• Kutipan Dokumen:
>>>

Selamat Datang di Sekolah Riset Satukata, Untuk informasi Kelas Riset dapat langsung menghubungi 082223235503

Apakah Selama Ini Kebalik? Inilah Perbedaan Menulis Tesis dan Disertasi di Indonesia


 ilustrasi by canva

sekolah riset satukata,-


Pada suatu hari seorang mahasiswa level doktoral tahap akhir datang menemui promotornya. Wajahnya cerah, langkahnya tegap, dan sinar matanya penuh keyakinan. Ia merasa percaya diri naskah setebal kira-kira 400 halaman yang ditentengnya dalam tas akan mendapat repson baik dari promotornya. Bayang-bayang kelulusan dan keluar dari penderitaan sudah tergambar jelas di dalam pikirannya.

Sang promotor, dengan wajah dan senyum ramah, menyambutnya. Setelah bercerita seperlunya, ia kemudian menyodorkan naskah itu. Saat melihat naskah tersebut, promotornya merespon dengan singkat, “Wah, disertasinya sangat berbobot, mas”.

Mendengar respon itu, si mahasiswa tadi senang dan merasa sangat diapresiasi. Singkat cerita, sang promotor meminta waktu untuk membacanya. Beberapa hari kemudian mahasiswa tadi menerima catatan. Dari sekian catatan, satu yang paling menarik perhatian bunyinya, “mohon untuk dikurangi kira-kira 100-150an halaman”. Selang kira-kira satu bulan si mahasiswa tadi datang dan dia benar-benar melenyapkan sekitar 100an halaman saja tanpa melakukan penulisan ulang atas argumennya menjadi lebih concise.

<<<

• Bagian Data:
>>>

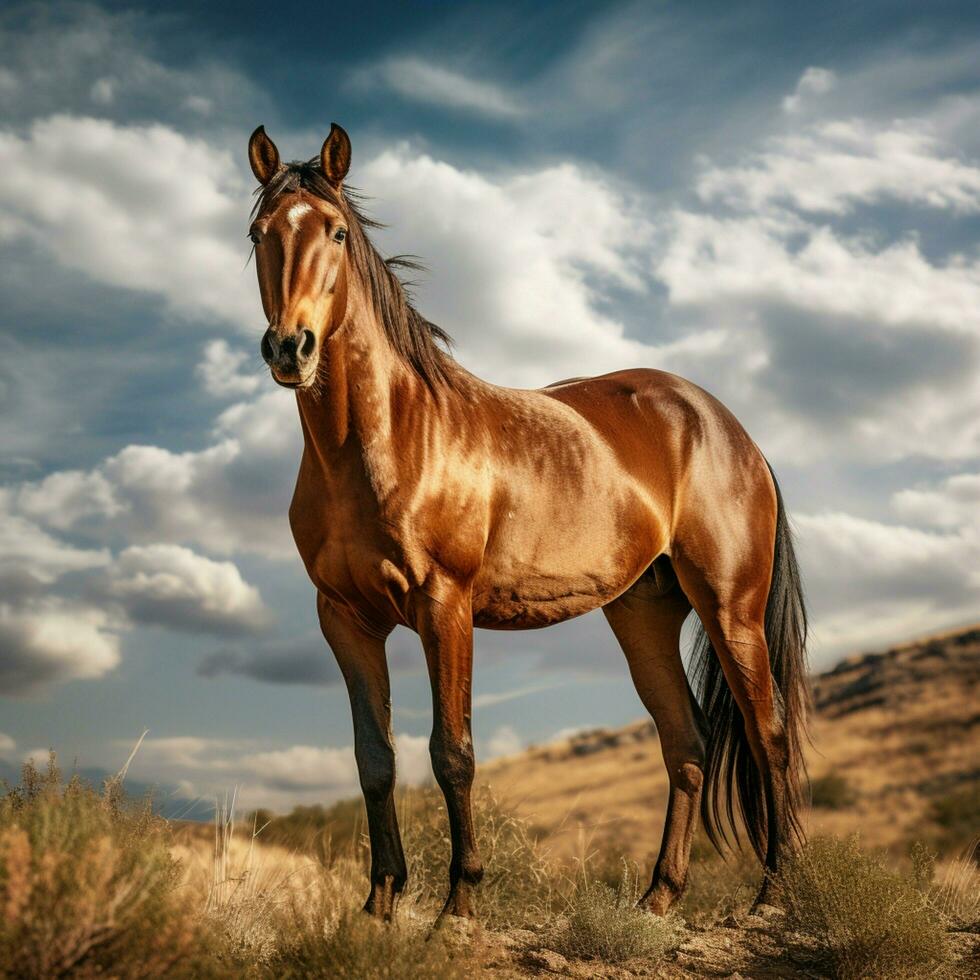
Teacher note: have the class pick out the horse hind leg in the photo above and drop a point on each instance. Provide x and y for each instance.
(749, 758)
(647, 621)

<<<

• Soal: Menurut kutipan dokumen di atas, berapa halaman yang diminta promotor untuk dikurangi dari naskah mahasiswa doktoral itu?

• Jawaban Soal: Kira-kira 100 sampai 150 halaman.